— Exercise —
The entire listing is to be repeated verbatim.
— Start —
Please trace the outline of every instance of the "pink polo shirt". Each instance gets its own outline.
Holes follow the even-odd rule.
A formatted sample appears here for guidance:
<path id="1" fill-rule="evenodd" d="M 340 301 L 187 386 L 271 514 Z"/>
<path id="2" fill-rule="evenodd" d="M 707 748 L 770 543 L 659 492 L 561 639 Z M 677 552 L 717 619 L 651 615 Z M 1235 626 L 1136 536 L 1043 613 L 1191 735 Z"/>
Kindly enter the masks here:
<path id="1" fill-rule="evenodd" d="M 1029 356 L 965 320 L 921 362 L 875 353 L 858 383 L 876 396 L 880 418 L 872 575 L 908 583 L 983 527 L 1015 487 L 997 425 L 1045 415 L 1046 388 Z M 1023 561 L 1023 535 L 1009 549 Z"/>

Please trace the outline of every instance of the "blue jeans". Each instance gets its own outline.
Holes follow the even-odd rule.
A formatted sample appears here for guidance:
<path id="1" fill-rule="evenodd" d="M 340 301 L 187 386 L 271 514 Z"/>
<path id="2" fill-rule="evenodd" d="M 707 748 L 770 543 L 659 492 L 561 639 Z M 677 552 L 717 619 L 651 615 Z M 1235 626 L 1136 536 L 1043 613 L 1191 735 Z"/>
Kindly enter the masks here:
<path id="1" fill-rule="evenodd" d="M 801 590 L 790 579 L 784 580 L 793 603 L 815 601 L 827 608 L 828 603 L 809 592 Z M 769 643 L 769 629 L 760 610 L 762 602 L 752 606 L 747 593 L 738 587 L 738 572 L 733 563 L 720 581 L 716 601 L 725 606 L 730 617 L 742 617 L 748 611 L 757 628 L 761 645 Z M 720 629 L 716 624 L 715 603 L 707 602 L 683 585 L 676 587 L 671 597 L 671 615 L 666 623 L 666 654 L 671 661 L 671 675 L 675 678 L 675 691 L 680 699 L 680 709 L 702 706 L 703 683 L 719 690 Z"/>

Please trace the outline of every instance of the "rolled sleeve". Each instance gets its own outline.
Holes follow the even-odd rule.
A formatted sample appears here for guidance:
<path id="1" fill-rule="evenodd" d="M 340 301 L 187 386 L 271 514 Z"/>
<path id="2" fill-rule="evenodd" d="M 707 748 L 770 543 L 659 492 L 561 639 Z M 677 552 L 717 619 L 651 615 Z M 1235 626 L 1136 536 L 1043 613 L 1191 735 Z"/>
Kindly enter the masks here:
— End —
— Task result —
Please trace the outline of every instance of the "pink polo shirt". Each instance gets its own outline.
Holes follow the even-odd rule.
A formatted sample appears here for guidance:
<path id="1" fill-rule="evenodd" d="M 340 301 L 187 386 L 271 514 Z"/>
<path id="2" fill-rule="evenodd" d="M 707 748 L 770 543 L 659 492 L 561 639 Z M 677 552 L 717 619 L 651 615 Z M 1235 626 L 1136 536 L 1043 613 L 1191 735 Z"/>
Kindly enter the masks here:
<path id="1" fill-rule="evenodd" d="M 1029 356 L 965 320 L 921 362 L 875 353 L 858 383 L 876 396 L 880 418 L 872 575 L 908 583 L 983 527 L 1015 487 L 997 425 L 1045 415 L 1046 388 Z M 1023 561 L 1023 535 L 1009 549 Z"/>

Please trace the outline of every instance of the "blue jeans". Each instance gets its own outline.
Holes follow the even-odd rule.
A formatted sample appears here for guidance:
<path id="1" fill-rule="evenodd" d="M 340 301 L 187 386 L 271 514 Z"/>
<path id="2" fill-rule="evenodd" d="M 707 748 L 770 543 L 659 492 L 561 639 Z M 677 552 L 717 619 L 651 615 Z M 1235 626 L 1136 536 L 1043 613 L 1191 735 Z"/>
Kindly enter the masks here:
<path id="1" fill-rule="evenodd" d="M 801 590 L 790 579 L 784 580 L 793 603 L 815 601 L 827 608 L 828 603 L 809 592 Z M 769 643 L 769 629 L 760 610 L 762 602 L 752 606 L 747 593 L 738 587 L 738 572 L 733 563 L 720 581 L 716 601 L 725 606 L 730 617 L 742 617 L 748 611 L 757 628 L 761 645 Z M 720 629 L 716 624 L 715 603 L 707 602 L 683 585 L 676 587 L 671 597 L 671 615 L 666 623 L 666 654 L 671 661 L 671 675 L 675 678 L 675 691 L 680 699 L 680 709 L 702 706 L 703 683 L 719 690 Z"/>

Please trace the outline of every instance of the "rolled sleeve". Each instance gets its own outline.
Holes follow the even-odd rule.
A formatted sample appears here for guidance:
<path id="1" fill-rule="evenodd" d="M 340 301 L 187 386 L 271 514 Z"/>
<path id="2" fill-rule="evenodd" d="M 707 748 L 770 543 L 659 492 L 561 639 Z M 677 552 L 717 619 L 651 615 Z M 1235 626 L 1136 536 L 1043 613 L 1191 735 Z"/>
Kindly enter the masks here:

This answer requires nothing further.